■ **Фрагмент текста**:

Дубовый же резной буфет с несколькими сервизами и какими-то бабушкиными припасами внутри.
(Ах, эти старинные банки варенья в левом нижнем отделении! Бабушка варила его (варенье) ежегодно в медном тазе с длинной деревянной, с резной шишечкой на конце, ручкой. Банки были с ровными стенками без суживающегося горлышка, их накрывали листками плотной бумаги, надписанными — «вишня», «клубника» — и обвязанными тесемочкой).
В узком промежутке между стеной и боковиной буфета привинчена голландского фаянса бело-синяя кофейная мельница — пожалуй, это единственное из тульского дома, что и сейчас находится на стене моей квартиры в Израиле.
В простенке между окнами настенные часы с боем; мне разрешалось заводить их раз в неделю, по воскресеньям, в полдень. Немецкая точность, до мелочей, была свойственна дедушке во все времена и распространялась на любое действие, поведение как его самого, так и окружающих.
По бокам от часов — два натюрморта в позолоченных рамах: разрезанный арбуз, банка с вареньем, какие-то фрукты. По манере исполнения подозреваю творчество какого-нибудь благодарного пациента.

■ **Извлечённые записи**:
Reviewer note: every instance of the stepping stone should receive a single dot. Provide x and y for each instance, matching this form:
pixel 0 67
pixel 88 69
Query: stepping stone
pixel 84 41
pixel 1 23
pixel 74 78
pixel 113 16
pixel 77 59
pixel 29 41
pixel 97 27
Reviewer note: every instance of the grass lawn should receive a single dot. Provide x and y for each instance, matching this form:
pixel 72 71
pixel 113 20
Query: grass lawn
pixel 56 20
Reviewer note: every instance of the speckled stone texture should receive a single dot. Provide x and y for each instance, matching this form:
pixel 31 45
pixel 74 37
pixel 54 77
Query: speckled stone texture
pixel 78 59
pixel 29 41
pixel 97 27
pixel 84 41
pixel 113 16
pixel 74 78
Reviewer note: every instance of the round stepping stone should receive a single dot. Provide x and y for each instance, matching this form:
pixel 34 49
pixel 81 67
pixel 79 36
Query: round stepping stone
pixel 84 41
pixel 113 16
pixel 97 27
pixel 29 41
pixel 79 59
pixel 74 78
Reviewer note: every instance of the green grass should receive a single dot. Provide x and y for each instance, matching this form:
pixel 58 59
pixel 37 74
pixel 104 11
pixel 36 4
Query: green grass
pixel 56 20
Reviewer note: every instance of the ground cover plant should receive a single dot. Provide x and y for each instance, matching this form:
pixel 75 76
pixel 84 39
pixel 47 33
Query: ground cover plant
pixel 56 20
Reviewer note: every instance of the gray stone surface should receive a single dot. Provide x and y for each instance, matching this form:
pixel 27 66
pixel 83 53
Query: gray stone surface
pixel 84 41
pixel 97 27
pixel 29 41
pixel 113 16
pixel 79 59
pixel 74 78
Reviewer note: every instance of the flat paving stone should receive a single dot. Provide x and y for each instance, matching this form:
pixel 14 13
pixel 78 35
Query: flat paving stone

■ **Что сделать**:
**A.** Ответьте по отрывку на три вопроса:
(i) Чем накрывали банки с вареньем?
(ii) Где сейчас находится кофейная мельница?
(iii) Когда разрешалось заводить настенные часы?
**B.** Замените «кофейная мельница» на «сахарница» в отрывке и перепишите его часть: начните со слов «В узком промежутке», закончите словами «так и окружающих.».

■ **Ответы по заданиям**:
**A.**
(i) Листками плотной бумаги с надписями «вишня», «клубника», обвязанными тесемочкой.
(ii) На стене квартиры в Израиле.
(iii) Раз в неделю, по воскресеньям, в полдень.

**B.**
В узком промежутке между стеной и боковиной буфета привинчена голландского фаянса бело-синяя сахарница — пожалуй, это единственное из тульского дома, что и сейчас находится на стене моей квартиры в Израиле.
В простенке между окнами настенные часы с боем; мне разрешалось заводить их раз в неделю, по воскресеньям, в полдень. Немецкая точность, до мелочей, была свойственна дедушке во все времена и распространялась на любое действие, поведение как его самого, так и окружающих.